▸ **Kutipan Terpilih**:

Ada berbagai gaya pengasuhan orang tua yang bisa amat berbeda-beda. Baumrind (1971) mengidentifikasi tiga pola utama pengasuhan orang tua. Orang tua yang otoriter mengharapkan kepatuhan mutlak dan melihat bahwa anak butuh untuk dikontrol. Sebaliknya, orang tua yang permisif membolehkan anak untuk mengatur hidup mereka sendiri dan hanya sedikit menyediakan aturan baku. Orang tua yang otoritatif bersifat tegas adil dan logis. Gaya pengasuhan ini dipandang akan membentuk anak-anak yang secara psikologis sehat, kompeten, dan mandiri, yang bersifat kooperatif dan nyaman menghadapi situasi-situasi sosial.
Selain lingkungan umum yang menjadi tempat anak dibesarkan, struktur keluarga juga punya dampak yang besar pada pengasuhan dan perawatan anak.
C. Pewarisan Budaya
a. Enkulturasi dan sosialisasi
Pendapat paling umum yang perlu dipertimbangkan ialah tentang pewarisan budaya. Pewarisan biologis merupakan pewarisan tegak melalui mekanisme genetic. Sedangkan pewarisan budaya memiliki dua bentuk yaitu mendatar dan miring. Dalam pewarisan budaya mendatar, seeorang belajar dari sebayanya semasa perkembangan, sejak lahir sampai dewasa.
Dalam pewarisan miring, seseorang belajar dari orang dewasa dan lembaga-lembaga tanpa memandang hal itu terjadi dalam budaya sendiri atau budaya lain.

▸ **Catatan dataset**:
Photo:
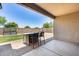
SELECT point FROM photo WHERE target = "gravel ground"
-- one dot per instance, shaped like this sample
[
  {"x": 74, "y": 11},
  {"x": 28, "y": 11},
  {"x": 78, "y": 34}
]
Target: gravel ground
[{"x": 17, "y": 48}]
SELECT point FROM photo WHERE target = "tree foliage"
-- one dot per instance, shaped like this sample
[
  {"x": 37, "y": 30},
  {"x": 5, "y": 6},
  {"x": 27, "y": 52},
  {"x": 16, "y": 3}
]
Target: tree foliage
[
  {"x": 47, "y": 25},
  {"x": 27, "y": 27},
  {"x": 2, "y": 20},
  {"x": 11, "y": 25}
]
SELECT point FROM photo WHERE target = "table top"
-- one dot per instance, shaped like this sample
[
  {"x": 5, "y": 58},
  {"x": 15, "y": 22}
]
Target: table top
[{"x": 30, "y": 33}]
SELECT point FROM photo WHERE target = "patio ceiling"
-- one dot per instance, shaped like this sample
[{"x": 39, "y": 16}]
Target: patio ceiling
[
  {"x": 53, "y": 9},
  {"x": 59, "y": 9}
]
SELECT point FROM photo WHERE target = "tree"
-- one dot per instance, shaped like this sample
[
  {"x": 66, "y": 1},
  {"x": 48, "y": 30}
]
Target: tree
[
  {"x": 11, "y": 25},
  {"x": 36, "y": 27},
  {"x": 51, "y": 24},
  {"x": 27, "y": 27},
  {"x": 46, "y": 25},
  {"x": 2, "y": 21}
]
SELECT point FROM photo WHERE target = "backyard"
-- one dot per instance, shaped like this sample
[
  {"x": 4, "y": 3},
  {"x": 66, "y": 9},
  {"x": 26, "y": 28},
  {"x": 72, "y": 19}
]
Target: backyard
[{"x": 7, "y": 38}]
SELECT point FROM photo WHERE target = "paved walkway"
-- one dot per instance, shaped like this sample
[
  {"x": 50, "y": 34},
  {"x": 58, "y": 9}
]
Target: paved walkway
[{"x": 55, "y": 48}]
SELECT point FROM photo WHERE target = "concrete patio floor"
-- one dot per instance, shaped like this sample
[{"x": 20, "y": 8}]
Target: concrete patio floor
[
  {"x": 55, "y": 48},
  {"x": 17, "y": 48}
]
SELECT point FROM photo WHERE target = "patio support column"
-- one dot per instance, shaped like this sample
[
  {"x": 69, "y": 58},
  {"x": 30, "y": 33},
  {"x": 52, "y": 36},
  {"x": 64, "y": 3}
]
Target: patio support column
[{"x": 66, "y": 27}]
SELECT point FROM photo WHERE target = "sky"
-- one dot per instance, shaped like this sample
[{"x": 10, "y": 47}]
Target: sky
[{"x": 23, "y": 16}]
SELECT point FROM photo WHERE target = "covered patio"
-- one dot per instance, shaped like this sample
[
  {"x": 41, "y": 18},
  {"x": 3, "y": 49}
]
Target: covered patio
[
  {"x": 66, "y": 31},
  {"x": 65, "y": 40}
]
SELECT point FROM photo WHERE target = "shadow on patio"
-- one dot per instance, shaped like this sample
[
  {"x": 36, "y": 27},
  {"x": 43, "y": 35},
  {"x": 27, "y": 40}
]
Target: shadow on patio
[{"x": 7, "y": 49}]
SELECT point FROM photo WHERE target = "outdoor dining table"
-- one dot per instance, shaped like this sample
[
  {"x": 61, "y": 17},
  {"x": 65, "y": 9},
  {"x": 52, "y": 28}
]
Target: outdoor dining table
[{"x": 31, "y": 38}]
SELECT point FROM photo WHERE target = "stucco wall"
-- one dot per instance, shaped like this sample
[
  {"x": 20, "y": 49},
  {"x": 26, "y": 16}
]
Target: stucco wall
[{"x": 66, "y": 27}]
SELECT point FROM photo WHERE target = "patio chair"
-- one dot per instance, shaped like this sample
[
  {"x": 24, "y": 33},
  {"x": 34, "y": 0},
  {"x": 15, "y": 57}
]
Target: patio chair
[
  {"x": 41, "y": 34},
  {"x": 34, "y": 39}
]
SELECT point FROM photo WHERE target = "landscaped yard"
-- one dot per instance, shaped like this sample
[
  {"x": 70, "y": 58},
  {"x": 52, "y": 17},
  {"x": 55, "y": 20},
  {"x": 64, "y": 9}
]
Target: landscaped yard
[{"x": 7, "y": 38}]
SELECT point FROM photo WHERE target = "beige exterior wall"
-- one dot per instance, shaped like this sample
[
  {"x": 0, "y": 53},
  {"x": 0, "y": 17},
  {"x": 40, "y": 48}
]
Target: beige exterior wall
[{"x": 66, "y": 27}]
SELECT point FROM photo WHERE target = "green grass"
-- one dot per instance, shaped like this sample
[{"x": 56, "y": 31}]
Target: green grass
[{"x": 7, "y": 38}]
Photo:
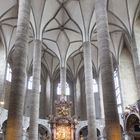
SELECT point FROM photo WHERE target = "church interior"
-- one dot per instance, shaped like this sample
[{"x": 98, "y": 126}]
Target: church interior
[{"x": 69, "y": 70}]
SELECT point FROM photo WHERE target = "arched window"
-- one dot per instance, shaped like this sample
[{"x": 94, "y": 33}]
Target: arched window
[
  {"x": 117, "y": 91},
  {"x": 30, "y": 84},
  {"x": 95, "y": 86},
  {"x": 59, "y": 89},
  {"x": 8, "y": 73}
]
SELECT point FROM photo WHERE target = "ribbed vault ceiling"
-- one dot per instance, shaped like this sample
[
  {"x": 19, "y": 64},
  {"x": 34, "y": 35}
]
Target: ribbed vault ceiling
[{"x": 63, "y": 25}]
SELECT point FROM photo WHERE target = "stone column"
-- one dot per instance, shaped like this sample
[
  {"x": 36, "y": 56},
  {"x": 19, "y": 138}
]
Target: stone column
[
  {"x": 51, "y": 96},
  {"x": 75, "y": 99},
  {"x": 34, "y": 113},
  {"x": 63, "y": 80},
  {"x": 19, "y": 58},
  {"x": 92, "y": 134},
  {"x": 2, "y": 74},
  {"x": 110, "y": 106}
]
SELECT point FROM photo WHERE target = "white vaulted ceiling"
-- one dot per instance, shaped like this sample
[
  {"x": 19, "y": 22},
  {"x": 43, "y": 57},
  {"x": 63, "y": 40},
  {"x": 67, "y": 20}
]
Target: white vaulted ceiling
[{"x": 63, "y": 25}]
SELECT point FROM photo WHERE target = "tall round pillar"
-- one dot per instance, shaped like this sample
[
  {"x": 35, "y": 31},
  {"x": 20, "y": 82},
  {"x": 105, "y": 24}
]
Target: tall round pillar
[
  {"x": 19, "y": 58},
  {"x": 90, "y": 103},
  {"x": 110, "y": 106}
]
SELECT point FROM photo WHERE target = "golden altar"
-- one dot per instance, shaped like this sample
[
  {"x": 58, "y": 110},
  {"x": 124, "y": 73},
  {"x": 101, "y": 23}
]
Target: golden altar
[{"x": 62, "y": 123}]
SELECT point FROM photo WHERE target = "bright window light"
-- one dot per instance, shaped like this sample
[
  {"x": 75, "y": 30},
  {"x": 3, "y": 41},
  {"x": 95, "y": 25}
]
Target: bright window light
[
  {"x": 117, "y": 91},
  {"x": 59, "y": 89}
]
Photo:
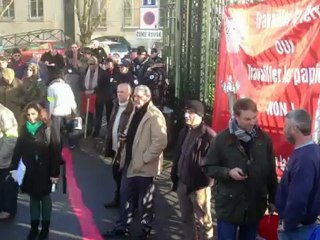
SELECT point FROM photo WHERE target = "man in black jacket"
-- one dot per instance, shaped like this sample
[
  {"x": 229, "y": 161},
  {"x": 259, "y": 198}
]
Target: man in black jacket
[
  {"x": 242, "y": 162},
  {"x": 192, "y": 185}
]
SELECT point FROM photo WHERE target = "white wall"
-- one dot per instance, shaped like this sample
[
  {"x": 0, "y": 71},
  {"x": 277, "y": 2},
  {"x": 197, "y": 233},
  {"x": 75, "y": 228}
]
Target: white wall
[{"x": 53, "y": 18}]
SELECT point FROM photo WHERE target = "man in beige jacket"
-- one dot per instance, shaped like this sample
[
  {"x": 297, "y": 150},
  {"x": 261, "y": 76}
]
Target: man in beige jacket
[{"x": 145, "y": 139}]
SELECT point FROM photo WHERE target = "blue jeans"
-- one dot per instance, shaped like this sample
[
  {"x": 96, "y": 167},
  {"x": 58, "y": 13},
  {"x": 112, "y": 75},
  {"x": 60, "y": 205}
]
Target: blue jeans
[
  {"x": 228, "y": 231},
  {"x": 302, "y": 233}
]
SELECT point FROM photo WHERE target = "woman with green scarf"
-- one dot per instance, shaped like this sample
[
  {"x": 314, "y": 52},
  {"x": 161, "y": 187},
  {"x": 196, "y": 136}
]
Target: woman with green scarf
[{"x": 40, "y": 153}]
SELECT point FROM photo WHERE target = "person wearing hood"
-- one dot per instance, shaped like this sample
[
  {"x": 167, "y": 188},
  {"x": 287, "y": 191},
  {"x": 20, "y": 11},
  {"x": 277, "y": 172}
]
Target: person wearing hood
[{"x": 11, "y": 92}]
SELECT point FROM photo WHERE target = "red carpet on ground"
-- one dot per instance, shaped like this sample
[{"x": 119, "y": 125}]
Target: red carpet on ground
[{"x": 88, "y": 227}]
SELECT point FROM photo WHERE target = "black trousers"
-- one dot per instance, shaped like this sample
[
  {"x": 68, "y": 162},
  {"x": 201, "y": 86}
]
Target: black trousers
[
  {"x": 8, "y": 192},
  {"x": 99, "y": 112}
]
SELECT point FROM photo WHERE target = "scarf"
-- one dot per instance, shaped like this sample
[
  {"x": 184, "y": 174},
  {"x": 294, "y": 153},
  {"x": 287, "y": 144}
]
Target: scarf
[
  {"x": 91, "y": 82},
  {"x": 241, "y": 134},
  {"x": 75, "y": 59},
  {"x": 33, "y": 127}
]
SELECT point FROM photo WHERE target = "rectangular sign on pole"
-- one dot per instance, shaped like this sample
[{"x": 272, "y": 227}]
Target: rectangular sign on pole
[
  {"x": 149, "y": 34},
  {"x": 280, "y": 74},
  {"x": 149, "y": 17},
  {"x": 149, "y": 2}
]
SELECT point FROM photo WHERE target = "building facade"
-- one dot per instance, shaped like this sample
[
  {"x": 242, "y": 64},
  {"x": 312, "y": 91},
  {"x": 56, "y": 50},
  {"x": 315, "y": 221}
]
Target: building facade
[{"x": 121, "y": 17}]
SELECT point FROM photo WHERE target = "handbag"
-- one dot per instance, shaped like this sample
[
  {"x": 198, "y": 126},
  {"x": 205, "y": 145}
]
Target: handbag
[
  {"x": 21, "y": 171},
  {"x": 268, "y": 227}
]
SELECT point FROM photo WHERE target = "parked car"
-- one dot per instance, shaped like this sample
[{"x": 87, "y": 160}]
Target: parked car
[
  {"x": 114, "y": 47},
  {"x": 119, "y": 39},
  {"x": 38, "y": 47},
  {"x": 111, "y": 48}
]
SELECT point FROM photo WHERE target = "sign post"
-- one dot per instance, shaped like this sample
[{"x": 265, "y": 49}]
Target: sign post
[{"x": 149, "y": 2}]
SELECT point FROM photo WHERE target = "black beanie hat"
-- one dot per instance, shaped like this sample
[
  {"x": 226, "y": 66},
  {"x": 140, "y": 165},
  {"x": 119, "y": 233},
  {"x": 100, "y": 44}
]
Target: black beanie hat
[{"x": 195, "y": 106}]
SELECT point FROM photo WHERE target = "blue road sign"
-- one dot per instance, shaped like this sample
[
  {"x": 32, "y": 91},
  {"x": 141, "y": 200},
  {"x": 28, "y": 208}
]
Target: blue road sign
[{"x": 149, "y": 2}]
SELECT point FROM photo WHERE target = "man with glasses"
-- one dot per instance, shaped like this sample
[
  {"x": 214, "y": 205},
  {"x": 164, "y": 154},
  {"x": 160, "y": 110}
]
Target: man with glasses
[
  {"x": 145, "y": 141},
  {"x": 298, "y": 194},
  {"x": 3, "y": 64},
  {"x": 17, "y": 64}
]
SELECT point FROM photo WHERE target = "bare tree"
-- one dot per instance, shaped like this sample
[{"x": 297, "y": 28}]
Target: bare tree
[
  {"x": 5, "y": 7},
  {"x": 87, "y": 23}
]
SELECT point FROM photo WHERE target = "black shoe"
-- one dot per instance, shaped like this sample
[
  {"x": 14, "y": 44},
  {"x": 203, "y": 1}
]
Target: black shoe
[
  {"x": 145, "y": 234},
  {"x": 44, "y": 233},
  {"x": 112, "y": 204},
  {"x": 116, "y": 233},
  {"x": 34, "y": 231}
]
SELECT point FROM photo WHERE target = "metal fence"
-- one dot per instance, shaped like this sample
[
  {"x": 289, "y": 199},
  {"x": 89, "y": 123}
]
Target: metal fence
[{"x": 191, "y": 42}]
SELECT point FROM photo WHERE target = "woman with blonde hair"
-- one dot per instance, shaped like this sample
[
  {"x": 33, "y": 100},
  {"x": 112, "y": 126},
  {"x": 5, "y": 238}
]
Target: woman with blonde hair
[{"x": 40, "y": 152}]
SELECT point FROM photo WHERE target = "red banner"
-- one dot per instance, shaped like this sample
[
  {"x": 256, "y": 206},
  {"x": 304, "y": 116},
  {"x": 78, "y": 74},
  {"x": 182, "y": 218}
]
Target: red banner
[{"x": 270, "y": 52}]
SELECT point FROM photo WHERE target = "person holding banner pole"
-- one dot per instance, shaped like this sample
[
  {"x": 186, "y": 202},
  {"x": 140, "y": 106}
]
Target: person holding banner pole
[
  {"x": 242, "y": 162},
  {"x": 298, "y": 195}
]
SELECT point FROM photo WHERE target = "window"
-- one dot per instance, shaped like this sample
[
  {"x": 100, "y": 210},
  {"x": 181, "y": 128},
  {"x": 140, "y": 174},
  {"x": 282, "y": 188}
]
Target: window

▸ **Petunjuk Kerja 1**:
Salin tanpa perubahan bagian kutipan terpilih yang dimulai dengan "Dalam pewarisan miring, seseorang" dan berakhir dengan "atau budaya lain.".
▸ **Petunjuk Kerja 2**:
Menurut kutipan terpilih, dari siapa seseorang belajar dalam pewarisan budaya miring?

▸ **Penyelesaian Tugas 1**:
Dalam pewarisan miring, seseorang belajar dari orang dewasa dan lembaga-lembaga tanpa memandang hal itu terjadi dalam budaya sendiri atau budaya lain.

▸ **Penyelesaian Tugas 2**:
Dari orang dewasa dan lembaga-lembaga, tanpa memandang apakah hal itu terjadi dalam budaya sendiri atau budaya lain.